:: Material for the task ::
----
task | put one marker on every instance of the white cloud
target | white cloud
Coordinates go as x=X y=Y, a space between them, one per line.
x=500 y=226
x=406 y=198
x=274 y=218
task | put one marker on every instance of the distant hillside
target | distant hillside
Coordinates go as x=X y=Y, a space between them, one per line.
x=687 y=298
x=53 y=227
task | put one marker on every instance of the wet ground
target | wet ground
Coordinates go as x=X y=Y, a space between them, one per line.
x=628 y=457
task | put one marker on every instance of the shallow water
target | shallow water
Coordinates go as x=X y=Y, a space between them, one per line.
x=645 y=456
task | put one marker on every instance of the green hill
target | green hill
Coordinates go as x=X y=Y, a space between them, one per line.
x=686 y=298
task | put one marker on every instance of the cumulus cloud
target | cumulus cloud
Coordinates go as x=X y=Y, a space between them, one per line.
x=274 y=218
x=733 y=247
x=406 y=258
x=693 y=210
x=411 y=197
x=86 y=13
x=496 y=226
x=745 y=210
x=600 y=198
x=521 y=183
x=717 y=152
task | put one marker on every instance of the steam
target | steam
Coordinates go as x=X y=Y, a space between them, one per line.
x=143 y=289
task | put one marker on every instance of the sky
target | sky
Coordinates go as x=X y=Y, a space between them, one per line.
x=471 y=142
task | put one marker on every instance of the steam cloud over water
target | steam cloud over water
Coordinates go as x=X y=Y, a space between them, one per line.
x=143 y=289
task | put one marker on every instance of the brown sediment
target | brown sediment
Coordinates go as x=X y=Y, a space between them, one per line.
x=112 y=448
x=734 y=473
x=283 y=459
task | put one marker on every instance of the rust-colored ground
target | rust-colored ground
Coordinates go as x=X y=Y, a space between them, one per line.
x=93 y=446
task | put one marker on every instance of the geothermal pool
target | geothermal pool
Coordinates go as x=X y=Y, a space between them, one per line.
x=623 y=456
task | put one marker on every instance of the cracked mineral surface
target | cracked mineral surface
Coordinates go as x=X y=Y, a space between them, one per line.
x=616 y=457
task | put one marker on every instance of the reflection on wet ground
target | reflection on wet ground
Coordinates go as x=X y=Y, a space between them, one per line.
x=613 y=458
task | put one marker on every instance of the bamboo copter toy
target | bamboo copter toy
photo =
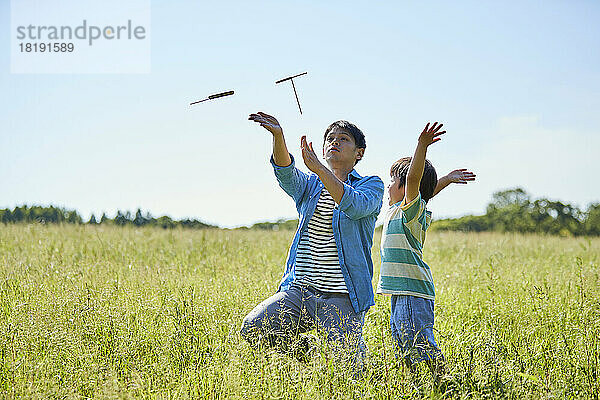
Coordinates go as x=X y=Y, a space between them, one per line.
x=291 y=78
x=213 y=96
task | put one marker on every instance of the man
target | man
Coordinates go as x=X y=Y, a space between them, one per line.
x=327 y=280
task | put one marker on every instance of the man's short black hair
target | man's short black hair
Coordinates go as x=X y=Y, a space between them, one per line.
----
:: What you will do ::
Reproduce the records word for word, starting at the line that contains "task | put one marker on every instance of the cumulus" and ending at the line that contains "x=471 y=142", with both of those lines included.

:: Problem solution ::
task | put one marker on every instance of the cumulus cloud
target | cumulus cloud
Coordinates go as x=X y=Y, a space between them, one per line.
x=274 y=218
x=733 y=247
x=406 y=258
x=693 y=210
x=411 y=197
x=86 y=13
x=496 y=226
x=745 y=210
x=600 y=198
x=521 y=183
x=717 y=152
task | put one marker on every instance of the steam
target | steam
Coordinates go as x=X y=Y, a space between them, one per line.
x=143 y=289
task | put one marker on every instance of the sky
target | sky
Coordinates go as x=X y=Y, a space between them, one per line.
x=471 y=142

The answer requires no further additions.